Prompt 1
From the theater review, echo the part that opens with the words containing "In 2019, HIV/AIDS" and closes with "by a yacht?".
Prompt 2
List every person the theater review mentions by name.

Selection

In 2019, HIV/AIDS has largely transitioned from death sentence to chronic illness. Without that metaphoric poignance, the circumstances surrounding the death of Robbie (the brilliant young dancer) and his lover in a boating accident now comes across as unintentionally funny. As a colleague at the same performance pointed out as we exited the theater, is there anything that sounds more like a first-world problem than being run over by a yacht?
Malkovich and Allen have been replaced by Adam Driver and Keri Russell, a pair of television stalwarts whose small-screen charm and charisma don’t harmoniously translate to the stage. Driver has serious stage chops, though this production represents his first time on Broadway in nearly a decade. Russell has appeared in one prior play nearly twenty years ago. It’s immediately clear that he possesses a level of comfort onstage that she doesn’t.

(Entries for pointing at named objects)
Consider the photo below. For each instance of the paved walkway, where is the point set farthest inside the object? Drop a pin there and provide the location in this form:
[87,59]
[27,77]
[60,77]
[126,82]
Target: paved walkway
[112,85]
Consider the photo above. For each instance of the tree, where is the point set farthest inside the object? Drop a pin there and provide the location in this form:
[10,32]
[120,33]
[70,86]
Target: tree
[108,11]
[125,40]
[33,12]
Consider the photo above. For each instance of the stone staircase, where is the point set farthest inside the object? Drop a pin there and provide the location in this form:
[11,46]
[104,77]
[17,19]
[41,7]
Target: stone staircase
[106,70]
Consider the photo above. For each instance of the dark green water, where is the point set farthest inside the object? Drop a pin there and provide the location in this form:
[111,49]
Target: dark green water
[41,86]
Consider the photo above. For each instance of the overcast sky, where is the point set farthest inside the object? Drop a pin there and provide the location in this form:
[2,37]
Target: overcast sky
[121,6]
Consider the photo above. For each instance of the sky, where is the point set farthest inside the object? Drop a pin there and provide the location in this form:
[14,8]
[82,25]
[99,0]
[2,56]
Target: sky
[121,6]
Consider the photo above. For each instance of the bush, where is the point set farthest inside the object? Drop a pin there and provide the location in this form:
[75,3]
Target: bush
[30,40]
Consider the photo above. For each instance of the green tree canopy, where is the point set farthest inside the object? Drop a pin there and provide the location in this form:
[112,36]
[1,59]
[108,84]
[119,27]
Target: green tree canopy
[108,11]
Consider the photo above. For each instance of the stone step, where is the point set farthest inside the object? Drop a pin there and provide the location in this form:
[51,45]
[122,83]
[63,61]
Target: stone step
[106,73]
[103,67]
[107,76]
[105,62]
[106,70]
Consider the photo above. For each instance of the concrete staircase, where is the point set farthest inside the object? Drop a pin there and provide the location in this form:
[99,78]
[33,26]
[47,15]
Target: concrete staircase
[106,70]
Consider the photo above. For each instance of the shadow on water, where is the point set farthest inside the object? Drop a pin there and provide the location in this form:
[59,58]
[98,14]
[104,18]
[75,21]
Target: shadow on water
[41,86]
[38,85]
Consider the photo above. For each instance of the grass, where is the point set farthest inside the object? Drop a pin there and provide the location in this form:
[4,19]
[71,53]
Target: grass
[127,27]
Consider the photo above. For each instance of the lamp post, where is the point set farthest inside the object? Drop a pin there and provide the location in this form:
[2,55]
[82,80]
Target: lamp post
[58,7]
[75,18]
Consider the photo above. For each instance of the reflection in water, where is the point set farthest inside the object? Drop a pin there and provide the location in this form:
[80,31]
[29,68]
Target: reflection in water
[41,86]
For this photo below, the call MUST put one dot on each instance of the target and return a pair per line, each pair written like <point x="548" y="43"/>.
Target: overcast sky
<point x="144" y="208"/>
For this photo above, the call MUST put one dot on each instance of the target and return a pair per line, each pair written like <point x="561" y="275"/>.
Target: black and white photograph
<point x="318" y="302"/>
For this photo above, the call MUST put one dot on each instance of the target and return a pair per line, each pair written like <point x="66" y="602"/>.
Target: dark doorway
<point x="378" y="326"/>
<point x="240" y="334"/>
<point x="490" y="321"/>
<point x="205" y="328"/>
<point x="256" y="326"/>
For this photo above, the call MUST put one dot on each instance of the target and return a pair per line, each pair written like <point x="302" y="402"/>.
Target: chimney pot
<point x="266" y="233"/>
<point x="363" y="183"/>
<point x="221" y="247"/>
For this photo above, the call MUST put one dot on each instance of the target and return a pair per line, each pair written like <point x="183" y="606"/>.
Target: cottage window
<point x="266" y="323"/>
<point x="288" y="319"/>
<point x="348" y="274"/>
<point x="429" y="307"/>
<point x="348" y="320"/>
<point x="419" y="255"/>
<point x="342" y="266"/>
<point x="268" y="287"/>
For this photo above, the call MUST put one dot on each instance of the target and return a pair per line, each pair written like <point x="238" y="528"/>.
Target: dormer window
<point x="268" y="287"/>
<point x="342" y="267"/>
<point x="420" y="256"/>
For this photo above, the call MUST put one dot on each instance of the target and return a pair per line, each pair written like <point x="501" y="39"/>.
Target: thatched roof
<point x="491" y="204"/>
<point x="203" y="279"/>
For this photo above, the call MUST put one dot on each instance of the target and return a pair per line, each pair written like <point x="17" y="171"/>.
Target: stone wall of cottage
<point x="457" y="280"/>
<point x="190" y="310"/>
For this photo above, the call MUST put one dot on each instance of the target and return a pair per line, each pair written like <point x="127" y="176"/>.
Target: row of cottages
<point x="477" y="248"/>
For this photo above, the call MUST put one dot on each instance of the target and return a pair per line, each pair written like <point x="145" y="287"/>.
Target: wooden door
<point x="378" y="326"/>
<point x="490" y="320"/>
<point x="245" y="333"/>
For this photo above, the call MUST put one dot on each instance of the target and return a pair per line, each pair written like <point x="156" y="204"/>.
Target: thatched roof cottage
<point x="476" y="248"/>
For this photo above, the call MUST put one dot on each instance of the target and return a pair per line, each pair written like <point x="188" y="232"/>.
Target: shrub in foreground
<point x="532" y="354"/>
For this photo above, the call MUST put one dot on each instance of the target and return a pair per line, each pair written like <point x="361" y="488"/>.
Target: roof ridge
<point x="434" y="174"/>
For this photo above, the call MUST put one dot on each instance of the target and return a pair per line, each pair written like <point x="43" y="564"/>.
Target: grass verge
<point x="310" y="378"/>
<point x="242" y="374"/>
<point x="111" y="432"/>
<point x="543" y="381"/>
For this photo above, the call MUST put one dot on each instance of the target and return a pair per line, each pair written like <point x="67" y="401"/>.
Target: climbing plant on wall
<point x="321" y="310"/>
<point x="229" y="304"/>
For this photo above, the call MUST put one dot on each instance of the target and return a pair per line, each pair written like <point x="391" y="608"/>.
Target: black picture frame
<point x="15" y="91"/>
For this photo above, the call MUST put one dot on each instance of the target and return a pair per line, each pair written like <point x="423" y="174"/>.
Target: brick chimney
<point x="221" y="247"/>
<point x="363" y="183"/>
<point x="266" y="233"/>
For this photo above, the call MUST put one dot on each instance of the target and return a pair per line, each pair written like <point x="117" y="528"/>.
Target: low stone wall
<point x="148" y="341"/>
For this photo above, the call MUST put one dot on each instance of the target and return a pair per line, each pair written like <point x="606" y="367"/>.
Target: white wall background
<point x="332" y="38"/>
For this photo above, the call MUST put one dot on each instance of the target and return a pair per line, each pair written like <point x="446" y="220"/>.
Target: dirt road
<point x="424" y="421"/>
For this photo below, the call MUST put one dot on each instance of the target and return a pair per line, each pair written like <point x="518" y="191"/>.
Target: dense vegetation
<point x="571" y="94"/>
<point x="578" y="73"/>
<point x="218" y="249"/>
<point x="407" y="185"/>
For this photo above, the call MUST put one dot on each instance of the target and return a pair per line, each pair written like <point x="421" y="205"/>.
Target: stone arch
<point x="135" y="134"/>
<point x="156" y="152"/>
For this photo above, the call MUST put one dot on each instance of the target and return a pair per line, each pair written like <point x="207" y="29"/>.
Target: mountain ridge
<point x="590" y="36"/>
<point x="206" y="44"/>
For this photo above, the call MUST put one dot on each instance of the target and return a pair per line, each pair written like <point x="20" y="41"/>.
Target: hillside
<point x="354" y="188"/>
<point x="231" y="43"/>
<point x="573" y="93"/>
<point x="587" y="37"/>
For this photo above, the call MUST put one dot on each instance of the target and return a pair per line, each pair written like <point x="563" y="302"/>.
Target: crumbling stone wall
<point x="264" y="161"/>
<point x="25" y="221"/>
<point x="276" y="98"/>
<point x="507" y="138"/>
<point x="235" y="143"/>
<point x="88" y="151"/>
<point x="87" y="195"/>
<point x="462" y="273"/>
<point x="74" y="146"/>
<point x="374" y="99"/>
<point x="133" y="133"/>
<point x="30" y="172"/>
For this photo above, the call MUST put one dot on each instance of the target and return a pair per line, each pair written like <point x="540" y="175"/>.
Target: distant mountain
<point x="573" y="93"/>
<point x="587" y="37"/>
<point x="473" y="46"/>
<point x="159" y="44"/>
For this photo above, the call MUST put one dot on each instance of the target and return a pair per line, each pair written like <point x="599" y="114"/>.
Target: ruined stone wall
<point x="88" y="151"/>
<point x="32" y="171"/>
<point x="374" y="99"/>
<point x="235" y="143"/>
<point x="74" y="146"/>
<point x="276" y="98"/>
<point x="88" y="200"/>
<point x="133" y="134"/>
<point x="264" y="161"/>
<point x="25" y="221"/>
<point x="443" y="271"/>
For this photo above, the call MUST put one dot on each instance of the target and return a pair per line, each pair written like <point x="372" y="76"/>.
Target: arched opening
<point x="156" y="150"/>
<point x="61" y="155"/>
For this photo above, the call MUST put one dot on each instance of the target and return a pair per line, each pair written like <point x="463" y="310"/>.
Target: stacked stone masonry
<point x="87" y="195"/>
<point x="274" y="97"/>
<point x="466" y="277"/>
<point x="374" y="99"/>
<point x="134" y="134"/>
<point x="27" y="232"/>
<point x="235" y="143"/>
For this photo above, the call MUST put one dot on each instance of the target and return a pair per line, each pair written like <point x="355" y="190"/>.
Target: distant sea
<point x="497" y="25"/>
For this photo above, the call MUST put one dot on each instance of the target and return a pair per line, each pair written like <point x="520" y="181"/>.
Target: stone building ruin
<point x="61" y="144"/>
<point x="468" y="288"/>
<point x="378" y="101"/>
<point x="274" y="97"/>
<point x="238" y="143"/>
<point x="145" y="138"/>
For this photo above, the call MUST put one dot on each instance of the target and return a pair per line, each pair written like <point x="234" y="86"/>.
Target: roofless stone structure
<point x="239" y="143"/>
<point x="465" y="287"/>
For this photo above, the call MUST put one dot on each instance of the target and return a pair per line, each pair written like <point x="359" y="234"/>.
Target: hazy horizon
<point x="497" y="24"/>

Task response 1
In 2019, HIV/AIDS has largely transitioned from death sentence to chronic illness. Without that metaphoric poignance, the circumstances surrounding the death of Robbie (the brilliant young dancer) and his lover in a boating accident now comes across as unintentionally funny. As a colleague at the same performance pointed out as we exited the theater, is there anything that sounds more like a first-world problem than being run over by a yacht?

Task response 2
Robbie
Malkovich
Allen
Adam Driver
Keri Russell